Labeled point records
□ □ □ □ □ □ □

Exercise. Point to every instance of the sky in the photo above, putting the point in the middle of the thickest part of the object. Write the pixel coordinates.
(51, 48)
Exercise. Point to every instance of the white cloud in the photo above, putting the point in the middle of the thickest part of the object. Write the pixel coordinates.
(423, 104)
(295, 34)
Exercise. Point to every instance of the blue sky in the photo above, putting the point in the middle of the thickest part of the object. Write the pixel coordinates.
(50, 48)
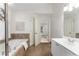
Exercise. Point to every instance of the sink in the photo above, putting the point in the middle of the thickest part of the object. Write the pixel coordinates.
(72, 40)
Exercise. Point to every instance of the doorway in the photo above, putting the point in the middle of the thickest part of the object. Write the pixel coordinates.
(41, 28)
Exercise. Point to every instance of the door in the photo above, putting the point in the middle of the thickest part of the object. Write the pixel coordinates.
(36, 31)
(69, 27)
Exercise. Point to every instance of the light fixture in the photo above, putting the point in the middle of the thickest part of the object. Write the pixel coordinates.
(71, 6)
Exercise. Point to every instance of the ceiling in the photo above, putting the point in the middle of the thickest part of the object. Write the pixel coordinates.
(36, 7)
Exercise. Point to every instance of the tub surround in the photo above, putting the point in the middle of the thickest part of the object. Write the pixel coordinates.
(72, 47)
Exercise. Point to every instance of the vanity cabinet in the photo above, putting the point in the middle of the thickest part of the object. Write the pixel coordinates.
(59, 50)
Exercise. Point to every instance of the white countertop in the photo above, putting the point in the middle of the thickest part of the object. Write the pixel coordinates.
(73, 47)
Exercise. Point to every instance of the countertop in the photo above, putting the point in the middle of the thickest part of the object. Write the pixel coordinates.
(73, 47)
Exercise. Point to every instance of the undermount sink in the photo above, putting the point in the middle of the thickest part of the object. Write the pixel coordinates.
(72, 40)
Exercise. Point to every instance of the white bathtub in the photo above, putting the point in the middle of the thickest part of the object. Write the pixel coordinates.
(15, 44)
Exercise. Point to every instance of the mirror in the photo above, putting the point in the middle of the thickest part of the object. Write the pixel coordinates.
(71, 21)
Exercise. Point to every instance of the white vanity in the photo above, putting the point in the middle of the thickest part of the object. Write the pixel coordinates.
(62, 47)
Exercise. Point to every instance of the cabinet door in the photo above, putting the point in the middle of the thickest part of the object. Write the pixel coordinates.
(56, 49)
(67, 52)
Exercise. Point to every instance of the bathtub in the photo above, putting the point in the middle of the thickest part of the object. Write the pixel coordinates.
(15, 44)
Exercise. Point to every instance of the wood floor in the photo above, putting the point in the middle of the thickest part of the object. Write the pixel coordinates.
(43, 49)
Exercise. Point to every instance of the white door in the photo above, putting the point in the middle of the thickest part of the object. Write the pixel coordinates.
(37, 31)
(69, 27)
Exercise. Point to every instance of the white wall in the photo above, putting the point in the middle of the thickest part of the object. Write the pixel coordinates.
(57, 22)
(76, 22)
(26, 14)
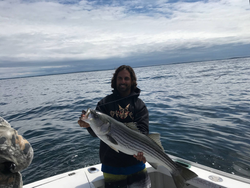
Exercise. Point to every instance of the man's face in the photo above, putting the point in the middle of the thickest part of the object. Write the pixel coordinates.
(123, 83)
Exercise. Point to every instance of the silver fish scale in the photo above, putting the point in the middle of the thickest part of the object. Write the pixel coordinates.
(135, 142)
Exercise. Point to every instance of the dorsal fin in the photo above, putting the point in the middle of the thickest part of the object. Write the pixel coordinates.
(156, 137)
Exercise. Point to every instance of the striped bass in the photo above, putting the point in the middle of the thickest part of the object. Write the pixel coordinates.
(129, 140)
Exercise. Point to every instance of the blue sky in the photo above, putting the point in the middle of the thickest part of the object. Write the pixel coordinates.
(40, 37)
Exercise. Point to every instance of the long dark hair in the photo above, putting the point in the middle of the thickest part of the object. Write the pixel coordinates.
(132, 75)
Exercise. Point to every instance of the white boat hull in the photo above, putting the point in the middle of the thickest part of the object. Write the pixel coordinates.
(92, 177)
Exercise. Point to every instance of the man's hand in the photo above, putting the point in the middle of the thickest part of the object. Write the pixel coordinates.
(140, 157)
(83, 123)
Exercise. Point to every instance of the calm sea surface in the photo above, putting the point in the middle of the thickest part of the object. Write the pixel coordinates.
(202, 111)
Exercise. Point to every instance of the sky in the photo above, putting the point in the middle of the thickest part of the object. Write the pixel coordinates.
(39, 37)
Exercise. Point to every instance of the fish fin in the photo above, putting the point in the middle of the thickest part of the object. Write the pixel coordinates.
(186, 173)
(178, 180)
(133, 126)
(156, 138)
(114, 149)
(154, 165)
(112, 140)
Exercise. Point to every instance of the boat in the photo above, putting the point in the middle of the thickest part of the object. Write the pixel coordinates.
(92, 177)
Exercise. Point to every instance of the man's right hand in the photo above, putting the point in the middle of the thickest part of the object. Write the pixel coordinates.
(83, 123)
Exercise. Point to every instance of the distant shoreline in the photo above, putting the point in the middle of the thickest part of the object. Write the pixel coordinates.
(132, 66)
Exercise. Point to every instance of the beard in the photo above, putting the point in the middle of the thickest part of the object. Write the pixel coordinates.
(123, 88)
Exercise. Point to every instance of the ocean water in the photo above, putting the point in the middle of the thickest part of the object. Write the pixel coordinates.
(201, 109)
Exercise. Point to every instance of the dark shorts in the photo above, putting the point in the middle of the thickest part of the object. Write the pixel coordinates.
(137, 180)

□ □ □ □ □ □ □

= Instructions to follow =
Return every line of the data above verbatim, but omit the pictures.

= Response to this task =
Exercise. Point to every instance of the sky in the photo above, putting the point in the middle of the thickest part of the object. Write the pixel coordinates.
(51, 48)
Exercise. Point to every instance of the white cloud in the photo above, putting the point in the middle of the thickest part of the object. Write the pixel coordinates.
(423, 104)
(295, 34)
Exercise. Point to every instance of the blue sky in the photo above, putting the point in the middle of the thickest part of the object. Write the pixel coordinates.
(50, 48)
Exercise. Point to every instance of the sink in the photo above, putting the point in the middle of the thickest part of the object. Write the pixel coordinates.
(72, 40)
Exercise. Point to every instance of the doorway in the photo above, putting the point in the middle of the thickest part of the object. Write the pixel coordinates.
(41, 28)
Exercise. Point to every instance of the door in the photo above, putting the point in the middle of the thickest part of the object. Write the pixel coordinates.
(36, 31)
(69, 27)
Exercise. Point to every instance of the light fixture in the photo above, putting the point in the middle of the thickest part of the object. Write the pixel coordinates.
(71, 6)
Exercise. Point to every instance of the ceiling in the photo above, putting the point in the middle of the thickest part of the object. Write the pixel coordinates.
(36, 7)
Exercise. Point to every instance of the tub surround in the photo above, putting the point in the middle of the thickest part of the object. Write the pixel coordinates.
(72, 47)
Exercise. Point to every instance of the vanity cabinet in the photo above, putting the point in the middle of the thickest part of the object. Write the pixel coordinates.
(59, 50)
Exercise. Point to every instance of the white countertop in the photo above, putting the point in the middle of the thickest part of the object. Write the pixel coordinates.
(73, 47)
Exercise. Point to every instance of the countertop in the photo above, putting the point in the middle of the thickest part of the object. Write the pixel coordinates.
(73, 47)
Exercise. Point to every instance of the undermount sink in the photo above, putting the point in the middle of the thickest part of the object. Write the pixel coordinates.
(72, 40)
Exercise. Point to every instance of the white bathtub in the photo above, putting the point in the middle of the thickest part of the object. Write the pixel coordinates.
(15, 44)
Exercise. Point to every instance of the mirror in the photo above, putting the point in the middle of the thickest part of the object. Write the pixel coordinates.
(71, 21)
Exercise. Point to every instance of the white vanity in the photo above, putting the point in the middle of the thickest part of the object. Write the pixel coordinates.
(62, 47)
Exercise. Point to every instance of the cabinet door in the photo above, putting the point in the middle of the thickest part of the object. Write the pixel coordinates.
(56, 49)
(67, 52)
Exercise. Point to every instance of the bathtub in the photo above, putting the point in the middle of the thickest part of the object. Write the pixel coordinates.
(15, 44)
Exercise. Point to every instance of the wood floor in the photo above, putting the point in the middle of the thickest part of the object. Write the pixel coordinates.
(43, 49)
Exercise. Point to every instance of the white door in the photo above, putting the point in the middle of the thickest part of the object. Write the pixel coordinates.
(37, 31)
(69, 27)
Exercise. Point to every instance of the white wall in the photo above, putting the point in the middle of the thickest part of the object. Write the pixel coordinates.
(57, 22)
(76, 22)
(26, 14)
Exercise. Point to every instance of the man's face in the photo above, putting the point in the middle of the thickest part of the object. Write the pixel coordinates.
(123, 83)
Exercise. Point to every instance of the silver fish scale in the photo above, putting the point in the middle of the thickest part of the object. Write the pixel coordinates.
(135, 142)
Exercise. Point to every instance of the dorsal fin in the photo above, putting the point in the middle of the thickest part of the object. Write the pixel coordinates.
(156, 137)
Exercise. Point to every instance of the striped bass in the photo above, putting the point in the middle of the thickest part of the object. Write the pixel coordinates.
(129, 140)
Exercise. Point to every instance of the blue sky in the photo above, putting the point in the middle of the thickest part of the object. Write the pixel coordinates.
(40, 37)
Exercise. Point to every instance of the long dark hair in the photo above, putting the point in the middle of the thickest part of the object. Write the pixel coordinates.
(132, 75)
Exercise. Point to every instance of the white boat hull in the photo above, putting the point in the middle of the thickest part of the object. Write the pixel coordinates.
(92, 177)
Exercise. Point to every instance of the man's hand in the photo above, putting the point in the middle of the thickest part of the object. Write the pixel coordinates.
(140, 157)
(83, 123)
Exercise. Point to every instance of the calm sea surface in the photo above, putting the point in the middle of the thickest part of the object. Write the pixel coordinates.
(202, 111)
Exercise. Point to every instance of the sky in the photo above, putting the point in the middle of the thickest part of the object. Write the pixel coordinates.
(39, 37)
Exercise. Point to every instance of the fish fin in the photo above, putting the point in the middle of the thickest part of the object. Write the pixel coordinates.
(186, 173)
(178, 180)
(133, 126)
(156, 138)
(114, 149)
(154, 165)
(112, 140)
Exercise. Point to every instance of the boat in the photo above, putting the point in the middle of the thickest part of the object. Write the pixel coordinates.
(92, 177)
Exercise. Point to every instance of the man's right hand in the photo above, putting the point in the middle of the thickest part of the object. Write the pixel coordinates.
(83, 123)
Exercise. Point to every instance of the distant shoreline in the photo above, putting the point in the middle of the thickest part of the object. Write the pixel coordinates.
(132, 66)
Exercise. Point to every instance of the beard in the photo above, putting the point in the middle of the thickest part of the object. Write the pixel coordinates.
(123, 88)
Exercise. Point to every instance of the ocean water in the photo above, putting the point in the middle of the thickest part of the object. Write the pixel coordinates.
(201, 109)
Exercise. Point to every instance of the dark shorts in the photo above, putting the point in the middle of the thickest part of the object. Write the pixel coordinates.
(137, 180)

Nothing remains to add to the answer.